== Work required ==
Transcribe exactly the lines from the one holding "pick out the bison beard, placing" to the end of the data below, including both of those lines and no others.

== Given information ==
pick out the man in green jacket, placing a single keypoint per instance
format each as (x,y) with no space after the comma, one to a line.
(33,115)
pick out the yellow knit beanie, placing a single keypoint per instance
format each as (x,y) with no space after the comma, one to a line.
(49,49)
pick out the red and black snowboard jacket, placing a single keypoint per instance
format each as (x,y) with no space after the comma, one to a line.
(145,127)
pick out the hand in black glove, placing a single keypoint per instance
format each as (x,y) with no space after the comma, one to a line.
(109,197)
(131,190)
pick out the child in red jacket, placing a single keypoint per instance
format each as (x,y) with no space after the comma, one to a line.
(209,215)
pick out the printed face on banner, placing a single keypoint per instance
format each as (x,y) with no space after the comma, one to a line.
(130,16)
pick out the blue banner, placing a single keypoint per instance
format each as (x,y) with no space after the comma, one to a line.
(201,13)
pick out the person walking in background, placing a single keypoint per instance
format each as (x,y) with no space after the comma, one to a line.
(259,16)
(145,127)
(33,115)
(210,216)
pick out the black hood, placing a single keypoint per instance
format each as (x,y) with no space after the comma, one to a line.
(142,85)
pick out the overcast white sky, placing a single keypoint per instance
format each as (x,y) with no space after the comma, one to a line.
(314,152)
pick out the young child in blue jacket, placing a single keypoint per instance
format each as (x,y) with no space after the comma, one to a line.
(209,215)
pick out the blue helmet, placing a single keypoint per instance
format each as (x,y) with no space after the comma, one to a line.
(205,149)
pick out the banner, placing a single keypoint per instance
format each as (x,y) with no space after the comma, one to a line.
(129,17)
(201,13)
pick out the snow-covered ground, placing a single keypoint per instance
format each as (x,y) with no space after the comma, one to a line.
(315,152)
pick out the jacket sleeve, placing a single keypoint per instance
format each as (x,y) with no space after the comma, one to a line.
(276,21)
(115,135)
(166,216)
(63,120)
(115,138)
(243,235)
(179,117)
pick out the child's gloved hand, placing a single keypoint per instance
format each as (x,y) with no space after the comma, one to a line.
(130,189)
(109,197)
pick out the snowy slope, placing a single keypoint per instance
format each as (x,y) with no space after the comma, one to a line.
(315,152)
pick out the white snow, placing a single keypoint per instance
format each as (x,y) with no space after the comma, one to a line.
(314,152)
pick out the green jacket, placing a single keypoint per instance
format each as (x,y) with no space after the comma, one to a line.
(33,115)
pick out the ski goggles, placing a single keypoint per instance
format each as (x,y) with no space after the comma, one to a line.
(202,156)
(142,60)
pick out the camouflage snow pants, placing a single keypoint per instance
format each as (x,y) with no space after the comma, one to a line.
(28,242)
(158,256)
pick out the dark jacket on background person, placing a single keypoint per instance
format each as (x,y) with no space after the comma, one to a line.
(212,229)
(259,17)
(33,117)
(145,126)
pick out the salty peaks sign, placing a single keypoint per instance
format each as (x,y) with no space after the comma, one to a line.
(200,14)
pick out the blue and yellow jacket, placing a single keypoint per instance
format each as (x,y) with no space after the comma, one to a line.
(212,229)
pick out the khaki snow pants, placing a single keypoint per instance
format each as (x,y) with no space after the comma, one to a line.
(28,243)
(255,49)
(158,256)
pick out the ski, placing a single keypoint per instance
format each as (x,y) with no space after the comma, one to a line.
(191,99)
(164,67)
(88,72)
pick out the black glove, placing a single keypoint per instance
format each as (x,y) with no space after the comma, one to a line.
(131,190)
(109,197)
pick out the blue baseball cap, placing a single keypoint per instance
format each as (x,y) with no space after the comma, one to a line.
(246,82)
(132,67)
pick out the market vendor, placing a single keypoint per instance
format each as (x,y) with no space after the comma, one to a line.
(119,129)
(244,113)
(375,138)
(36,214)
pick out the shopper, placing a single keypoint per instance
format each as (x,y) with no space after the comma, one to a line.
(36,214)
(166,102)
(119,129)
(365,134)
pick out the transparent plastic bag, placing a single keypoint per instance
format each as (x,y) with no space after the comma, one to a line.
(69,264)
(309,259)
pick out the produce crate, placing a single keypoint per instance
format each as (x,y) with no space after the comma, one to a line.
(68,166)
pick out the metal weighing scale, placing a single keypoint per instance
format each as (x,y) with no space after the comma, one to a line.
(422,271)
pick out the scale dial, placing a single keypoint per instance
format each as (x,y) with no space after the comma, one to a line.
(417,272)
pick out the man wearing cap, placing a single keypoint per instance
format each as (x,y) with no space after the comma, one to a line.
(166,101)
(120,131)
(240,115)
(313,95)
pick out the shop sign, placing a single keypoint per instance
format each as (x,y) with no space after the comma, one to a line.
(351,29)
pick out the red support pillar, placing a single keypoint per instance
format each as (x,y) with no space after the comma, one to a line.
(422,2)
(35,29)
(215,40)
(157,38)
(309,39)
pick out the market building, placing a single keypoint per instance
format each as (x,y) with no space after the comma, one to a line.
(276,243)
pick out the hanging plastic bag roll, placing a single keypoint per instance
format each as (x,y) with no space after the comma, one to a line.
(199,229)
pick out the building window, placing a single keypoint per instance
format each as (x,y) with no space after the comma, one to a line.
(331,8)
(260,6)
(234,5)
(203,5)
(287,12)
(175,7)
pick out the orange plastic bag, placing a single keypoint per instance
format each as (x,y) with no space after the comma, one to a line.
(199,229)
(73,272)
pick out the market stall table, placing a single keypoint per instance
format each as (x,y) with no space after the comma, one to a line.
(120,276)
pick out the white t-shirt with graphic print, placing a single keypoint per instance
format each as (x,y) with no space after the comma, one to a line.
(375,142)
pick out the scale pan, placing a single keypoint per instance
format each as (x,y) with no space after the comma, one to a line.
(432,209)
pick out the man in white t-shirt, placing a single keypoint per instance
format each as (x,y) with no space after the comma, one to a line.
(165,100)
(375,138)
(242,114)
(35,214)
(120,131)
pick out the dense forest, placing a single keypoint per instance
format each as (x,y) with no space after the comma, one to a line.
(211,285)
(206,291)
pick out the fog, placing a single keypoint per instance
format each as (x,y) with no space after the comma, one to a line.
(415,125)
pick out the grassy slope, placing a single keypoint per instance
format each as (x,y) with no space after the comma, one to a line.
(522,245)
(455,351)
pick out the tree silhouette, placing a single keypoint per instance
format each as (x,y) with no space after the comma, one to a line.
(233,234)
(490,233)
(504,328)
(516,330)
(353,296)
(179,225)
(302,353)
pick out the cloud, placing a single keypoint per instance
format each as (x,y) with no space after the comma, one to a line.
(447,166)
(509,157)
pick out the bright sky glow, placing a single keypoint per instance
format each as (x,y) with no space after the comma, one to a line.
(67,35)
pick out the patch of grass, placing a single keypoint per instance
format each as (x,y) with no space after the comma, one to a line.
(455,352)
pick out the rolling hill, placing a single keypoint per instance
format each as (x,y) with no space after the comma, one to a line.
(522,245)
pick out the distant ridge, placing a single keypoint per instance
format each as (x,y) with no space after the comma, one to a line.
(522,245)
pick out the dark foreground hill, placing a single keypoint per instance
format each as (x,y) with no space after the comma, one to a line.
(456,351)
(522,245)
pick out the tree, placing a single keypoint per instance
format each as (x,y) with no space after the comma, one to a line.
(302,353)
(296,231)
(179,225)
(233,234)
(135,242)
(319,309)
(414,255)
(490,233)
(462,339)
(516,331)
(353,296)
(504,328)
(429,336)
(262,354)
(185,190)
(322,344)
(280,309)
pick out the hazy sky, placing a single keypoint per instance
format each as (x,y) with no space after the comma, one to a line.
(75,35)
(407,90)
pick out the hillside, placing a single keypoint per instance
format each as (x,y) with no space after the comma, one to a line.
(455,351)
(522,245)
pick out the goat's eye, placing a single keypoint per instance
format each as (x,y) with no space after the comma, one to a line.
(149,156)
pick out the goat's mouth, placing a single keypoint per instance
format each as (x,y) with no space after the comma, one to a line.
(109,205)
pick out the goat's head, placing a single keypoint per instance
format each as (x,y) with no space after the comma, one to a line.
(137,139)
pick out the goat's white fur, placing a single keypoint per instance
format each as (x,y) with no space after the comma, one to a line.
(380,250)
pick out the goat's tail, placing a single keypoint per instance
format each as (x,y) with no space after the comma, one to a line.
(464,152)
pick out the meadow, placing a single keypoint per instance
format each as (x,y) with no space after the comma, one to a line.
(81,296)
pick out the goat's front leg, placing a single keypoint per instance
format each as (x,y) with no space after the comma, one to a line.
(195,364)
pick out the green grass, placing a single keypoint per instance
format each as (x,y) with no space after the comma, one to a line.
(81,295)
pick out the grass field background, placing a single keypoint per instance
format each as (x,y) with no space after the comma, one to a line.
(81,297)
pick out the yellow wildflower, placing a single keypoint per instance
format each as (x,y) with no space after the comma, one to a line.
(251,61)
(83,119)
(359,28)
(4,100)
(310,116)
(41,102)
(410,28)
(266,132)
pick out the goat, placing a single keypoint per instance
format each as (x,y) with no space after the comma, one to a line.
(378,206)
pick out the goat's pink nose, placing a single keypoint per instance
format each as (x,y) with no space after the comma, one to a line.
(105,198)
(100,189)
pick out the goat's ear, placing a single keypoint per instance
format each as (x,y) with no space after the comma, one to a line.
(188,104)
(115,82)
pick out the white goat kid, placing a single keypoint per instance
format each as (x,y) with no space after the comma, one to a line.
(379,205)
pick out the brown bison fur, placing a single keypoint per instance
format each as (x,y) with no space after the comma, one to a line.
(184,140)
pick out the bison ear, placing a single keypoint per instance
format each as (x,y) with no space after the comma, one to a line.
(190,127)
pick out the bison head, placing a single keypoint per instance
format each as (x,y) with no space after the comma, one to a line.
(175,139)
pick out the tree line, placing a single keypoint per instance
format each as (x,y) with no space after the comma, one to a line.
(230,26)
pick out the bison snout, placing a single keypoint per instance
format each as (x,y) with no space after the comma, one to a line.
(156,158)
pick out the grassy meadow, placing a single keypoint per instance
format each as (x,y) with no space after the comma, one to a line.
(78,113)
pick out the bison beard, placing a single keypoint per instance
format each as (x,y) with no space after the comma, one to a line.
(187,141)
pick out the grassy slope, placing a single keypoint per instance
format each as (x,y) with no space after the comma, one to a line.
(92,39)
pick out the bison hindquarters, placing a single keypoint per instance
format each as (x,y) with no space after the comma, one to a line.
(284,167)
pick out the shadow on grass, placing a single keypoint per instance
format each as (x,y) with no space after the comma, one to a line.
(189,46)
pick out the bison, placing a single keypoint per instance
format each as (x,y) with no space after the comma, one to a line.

== Reply to the exercise ==
pick out the bison beard, placing a single keypoint per instance
format each as (x,y) with no space after the comma, one to a line.
(187,141)
pick out the grassy slope, placing a single keypoint per instance
format each as (x,y) with no space after the comma, one to a line.
(92,39)
pick out the bison hindquarters, placing a single keypoint per instance
format each as (x,y) with no space after the comma, one to a line.
(284,167)
pick out the shadow on grass, placing a single keypoint per instance
format each as (x,y) with no space after the comma, one to a line.
(189,46)
pick out the bison, placing a single keypoint per instance
format each as (x,y) with no space after the comma, one to a line.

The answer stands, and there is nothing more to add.